## Data to process
☆ ☆ ☆ ☆

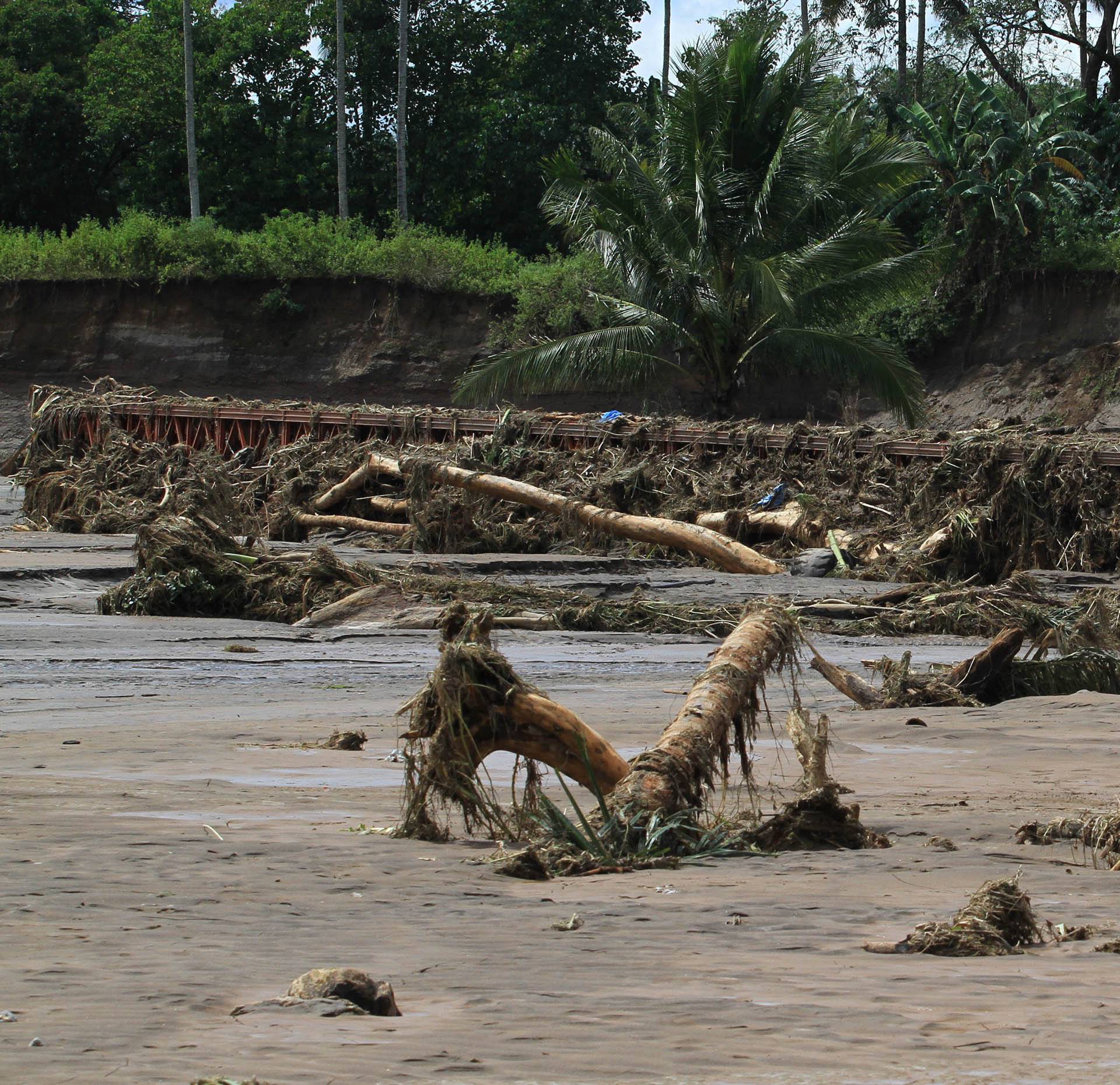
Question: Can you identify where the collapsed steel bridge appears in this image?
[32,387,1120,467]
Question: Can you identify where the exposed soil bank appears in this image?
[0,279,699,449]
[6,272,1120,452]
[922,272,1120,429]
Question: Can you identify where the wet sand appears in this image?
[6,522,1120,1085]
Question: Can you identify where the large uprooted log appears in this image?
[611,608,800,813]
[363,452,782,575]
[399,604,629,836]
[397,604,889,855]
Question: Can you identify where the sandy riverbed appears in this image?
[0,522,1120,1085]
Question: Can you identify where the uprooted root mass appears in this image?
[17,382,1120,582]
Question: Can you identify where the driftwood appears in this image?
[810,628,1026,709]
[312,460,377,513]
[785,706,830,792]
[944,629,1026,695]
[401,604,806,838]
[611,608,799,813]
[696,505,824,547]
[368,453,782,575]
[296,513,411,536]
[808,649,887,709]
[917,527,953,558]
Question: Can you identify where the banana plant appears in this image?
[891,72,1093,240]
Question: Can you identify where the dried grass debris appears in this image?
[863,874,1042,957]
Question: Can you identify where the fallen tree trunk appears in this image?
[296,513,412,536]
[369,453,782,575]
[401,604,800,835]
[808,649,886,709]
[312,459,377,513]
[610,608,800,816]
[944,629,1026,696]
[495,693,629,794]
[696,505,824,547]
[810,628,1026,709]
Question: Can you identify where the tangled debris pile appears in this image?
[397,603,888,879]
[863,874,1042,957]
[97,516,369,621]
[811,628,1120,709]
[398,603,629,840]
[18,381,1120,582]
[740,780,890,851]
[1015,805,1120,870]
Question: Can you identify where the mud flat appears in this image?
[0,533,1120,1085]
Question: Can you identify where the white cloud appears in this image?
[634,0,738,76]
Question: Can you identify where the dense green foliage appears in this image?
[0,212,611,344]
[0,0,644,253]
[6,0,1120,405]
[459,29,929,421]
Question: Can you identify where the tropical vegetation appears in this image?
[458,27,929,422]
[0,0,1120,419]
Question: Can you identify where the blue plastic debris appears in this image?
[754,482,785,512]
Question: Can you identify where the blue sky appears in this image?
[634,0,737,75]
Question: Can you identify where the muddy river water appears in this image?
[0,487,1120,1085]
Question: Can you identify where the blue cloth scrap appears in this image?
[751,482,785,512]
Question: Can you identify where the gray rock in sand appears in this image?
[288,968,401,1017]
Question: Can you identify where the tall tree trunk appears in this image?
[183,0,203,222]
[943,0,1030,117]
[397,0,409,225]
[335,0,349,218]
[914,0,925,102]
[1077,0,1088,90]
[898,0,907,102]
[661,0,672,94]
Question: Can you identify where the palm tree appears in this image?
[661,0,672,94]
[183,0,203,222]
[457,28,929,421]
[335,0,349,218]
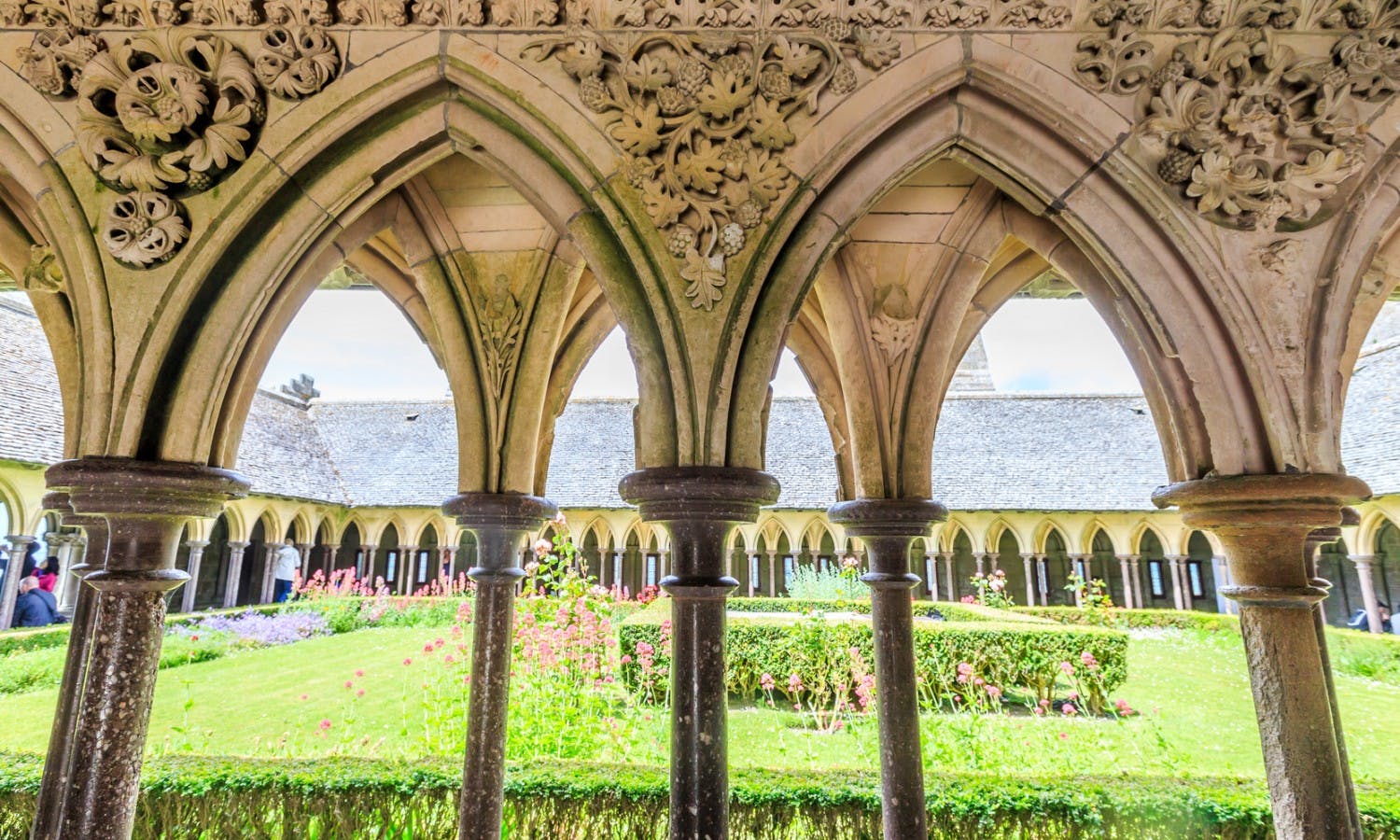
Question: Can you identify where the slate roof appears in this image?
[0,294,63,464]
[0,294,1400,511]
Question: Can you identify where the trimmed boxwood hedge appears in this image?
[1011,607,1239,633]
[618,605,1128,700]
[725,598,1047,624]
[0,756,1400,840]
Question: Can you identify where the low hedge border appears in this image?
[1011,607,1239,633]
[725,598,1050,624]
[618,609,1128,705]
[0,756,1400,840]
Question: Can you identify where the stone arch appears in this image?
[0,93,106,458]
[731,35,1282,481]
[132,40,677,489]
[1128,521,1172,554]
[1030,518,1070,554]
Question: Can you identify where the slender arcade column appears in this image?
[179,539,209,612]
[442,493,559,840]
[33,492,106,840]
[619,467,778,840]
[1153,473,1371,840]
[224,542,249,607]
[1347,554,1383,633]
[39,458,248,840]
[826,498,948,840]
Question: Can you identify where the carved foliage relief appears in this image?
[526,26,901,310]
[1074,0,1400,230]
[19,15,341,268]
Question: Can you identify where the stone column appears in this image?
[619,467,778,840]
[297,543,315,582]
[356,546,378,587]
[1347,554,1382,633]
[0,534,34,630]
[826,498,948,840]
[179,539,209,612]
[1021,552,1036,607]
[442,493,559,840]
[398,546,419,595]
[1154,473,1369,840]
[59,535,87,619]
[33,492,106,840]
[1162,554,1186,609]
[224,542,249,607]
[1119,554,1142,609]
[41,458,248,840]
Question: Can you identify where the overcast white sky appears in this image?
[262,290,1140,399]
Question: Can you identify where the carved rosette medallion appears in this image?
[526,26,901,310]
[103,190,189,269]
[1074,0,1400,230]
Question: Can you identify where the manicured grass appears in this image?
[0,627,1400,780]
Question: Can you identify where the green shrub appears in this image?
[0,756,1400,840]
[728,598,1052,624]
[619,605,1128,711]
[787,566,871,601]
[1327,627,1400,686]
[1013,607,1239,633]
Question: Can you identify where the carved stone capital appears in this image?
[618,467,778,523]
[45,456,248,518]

☆ ☆ ☆ ☆

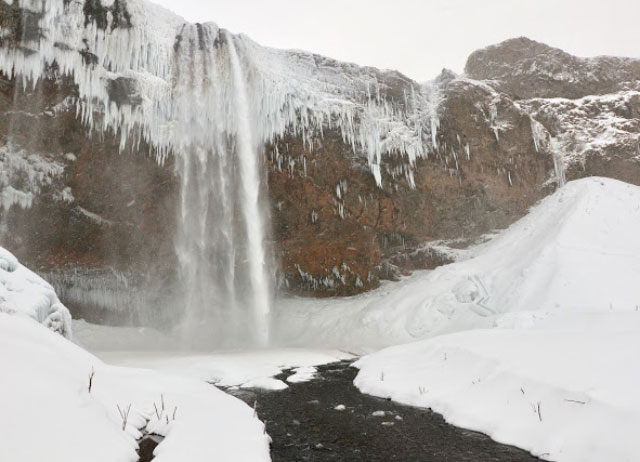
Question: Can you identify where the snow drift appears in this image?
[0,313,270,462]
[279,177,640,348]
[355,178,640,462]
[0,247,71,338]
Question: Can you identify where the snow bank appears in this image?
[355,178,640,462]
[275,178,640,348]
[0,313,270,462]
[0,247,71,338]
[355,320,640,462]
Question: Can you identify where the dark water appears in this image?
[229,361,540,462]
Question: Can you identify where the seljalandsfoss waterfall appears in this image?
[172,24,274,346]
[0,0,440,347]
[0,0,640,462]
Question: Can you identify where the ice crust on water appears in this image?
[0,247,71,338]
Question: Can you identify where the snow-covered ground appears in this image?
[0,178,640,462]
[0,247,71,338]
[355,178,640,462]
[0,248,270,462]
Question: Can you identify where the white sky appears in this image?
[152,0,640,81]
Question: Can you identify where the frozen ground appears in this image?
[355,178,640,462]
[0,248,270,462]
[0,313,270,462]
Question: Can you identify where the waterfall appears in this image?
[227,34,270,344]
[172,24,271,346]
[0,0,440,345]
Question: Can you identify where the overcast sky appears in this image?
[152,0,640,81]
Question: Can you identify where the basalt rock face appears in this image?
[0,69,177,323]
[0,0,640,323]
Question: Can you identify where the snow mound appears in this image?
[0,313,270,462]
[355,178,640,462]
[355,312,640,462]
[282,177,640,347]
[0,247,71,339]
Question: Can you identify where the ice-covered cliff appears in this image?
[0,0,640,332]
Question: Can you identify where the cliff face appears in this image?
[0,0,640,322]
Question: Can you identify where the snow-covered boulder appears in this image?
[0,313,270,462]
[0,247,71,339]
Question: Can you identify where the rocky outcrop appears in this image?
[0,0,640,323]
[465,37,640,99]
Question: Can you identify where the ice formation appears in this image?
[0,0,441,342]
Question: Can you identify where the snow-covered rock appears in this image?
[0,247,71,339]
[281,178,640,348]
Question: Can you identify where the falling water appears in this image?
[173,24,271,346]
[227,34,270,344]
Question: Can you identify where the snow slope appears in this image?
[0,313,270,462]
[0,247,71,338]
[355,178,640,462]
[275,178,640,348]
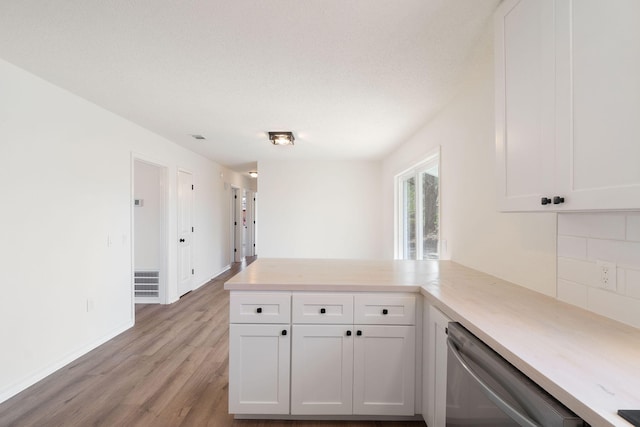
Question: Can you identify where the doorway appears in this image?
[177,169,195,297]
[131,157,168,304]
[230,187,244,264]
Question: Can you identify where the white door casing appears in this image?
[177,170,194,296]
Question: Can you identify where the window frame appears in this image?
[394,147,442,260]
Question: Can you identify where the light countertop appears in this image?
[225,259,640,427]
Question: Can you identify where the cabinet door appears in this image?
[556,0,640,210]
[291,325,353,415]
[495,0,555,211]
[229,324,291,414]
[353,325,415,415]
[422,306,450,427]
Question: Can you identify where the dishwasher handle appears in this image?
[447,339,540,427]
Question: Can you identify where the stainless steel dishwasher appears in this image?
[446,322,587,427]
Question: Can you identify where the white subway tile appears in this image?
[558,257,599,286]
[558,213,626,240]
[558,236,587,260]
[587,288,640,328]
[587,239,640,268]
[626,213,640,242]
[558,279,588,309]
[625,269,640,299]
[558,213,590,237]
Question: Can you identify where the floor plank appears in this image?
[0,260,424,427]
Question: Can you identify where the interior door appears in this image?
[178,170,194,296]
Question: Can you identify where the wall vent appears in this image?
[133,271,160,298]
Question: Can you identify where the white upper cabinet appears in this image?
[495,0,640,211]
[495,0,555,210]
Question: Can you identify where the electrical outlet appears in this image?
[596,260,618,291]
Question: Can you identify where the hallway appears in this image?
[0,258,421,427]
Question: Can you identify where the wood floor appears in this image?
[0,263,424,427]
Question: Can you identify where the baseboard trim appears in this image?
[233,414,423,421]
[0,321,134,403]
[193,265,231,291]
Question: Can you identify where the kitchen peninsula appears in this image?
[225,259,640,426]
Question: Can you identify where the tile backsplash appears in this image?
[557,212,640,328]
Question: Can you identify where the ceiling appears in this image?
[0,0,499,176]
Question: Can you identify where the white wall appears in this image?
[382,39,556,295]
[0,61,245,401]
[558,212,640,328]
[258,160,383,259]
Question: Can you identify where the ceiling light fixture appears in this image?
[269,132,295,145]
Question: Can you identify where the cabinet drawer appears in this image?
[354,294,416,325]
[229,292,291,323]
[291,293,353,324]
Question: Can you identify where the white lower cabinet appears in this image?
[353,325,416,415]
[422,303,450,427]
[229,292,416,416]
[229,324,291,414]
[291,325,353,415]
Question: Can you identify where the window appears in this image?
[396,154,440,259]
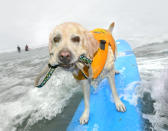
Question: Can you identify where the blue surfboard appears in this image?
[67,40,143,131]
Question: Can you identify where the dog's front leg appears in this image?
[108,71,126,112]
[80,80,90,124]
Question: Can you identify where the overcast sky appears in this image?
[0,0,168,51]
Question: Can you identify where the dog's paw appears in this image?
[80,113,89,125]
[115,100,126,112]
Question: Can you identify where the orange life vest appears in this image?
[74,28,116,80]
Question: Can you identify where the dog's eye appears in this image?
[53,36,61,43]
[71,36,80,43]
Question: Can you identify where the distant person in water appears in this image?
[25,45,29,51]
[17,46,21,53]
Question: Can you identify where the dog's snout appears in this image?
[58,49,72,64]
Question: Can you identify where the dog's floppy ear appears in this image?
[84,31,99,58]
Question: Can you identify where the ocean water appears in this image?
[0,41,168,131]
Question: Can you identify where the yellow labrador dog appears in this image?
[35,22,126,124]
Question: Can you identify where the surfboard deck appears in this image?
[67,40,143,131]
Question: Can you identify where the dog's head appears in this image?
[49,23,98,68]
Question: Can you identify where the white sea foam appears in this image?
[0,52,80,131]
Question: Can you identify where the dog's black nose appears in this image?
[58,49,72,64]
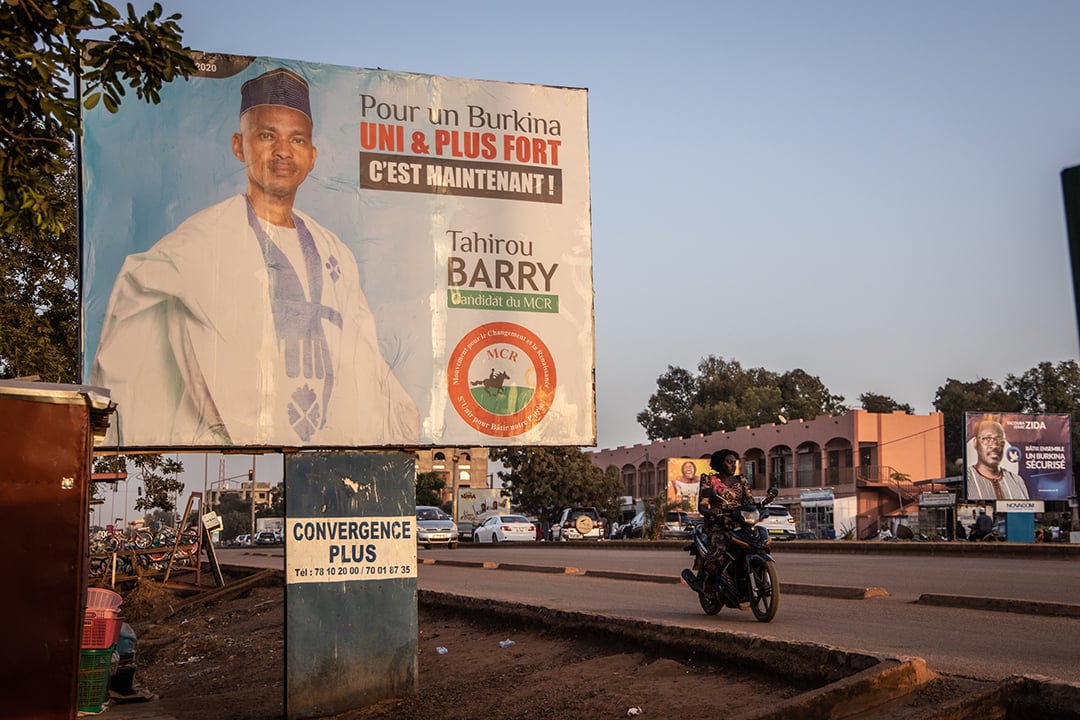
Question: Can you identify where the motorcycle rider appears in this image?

☆ ☆ ☆ ☆

## Task objective
Set out the listing above, from the line containing "Question: Can you identify where the ocean" through the line containing "Question: Can you identify where the motorcycle", inclusive, as a Markdown table with the columns Row and Line, one numbered row per line and blank lines omitted. Leave the pictures out of the table.

## The reply
| Row | Line |
|---|---|
| 1 | Question: Can you identify where the ocean water appears in this image? |
| 2 | [0,41,168,131] |
| 3 | Question: Can you identify where the yellow labrador dog appears in this image? |
| 4 | [35,22,126,124] |
| 5 | Question: Can you identify where the surfboard deck appears in this image? |
| 6 | [67,40,143,131] |
| 7 | Question: Can you identify where the dog's head appears in this image? |
| 8 | [49,23,98,68] |
| 9 | Question: Can you identify where the white sea foam appears in this image? |
| 10 | [0,52,80,131] |
| 11 | Question: Can you identify where the dog's black nose appears in this image? |
| 12 | [58,49,72,64] |
| 13 | Question: Can you identify where the motorcycle rider appears in this image? |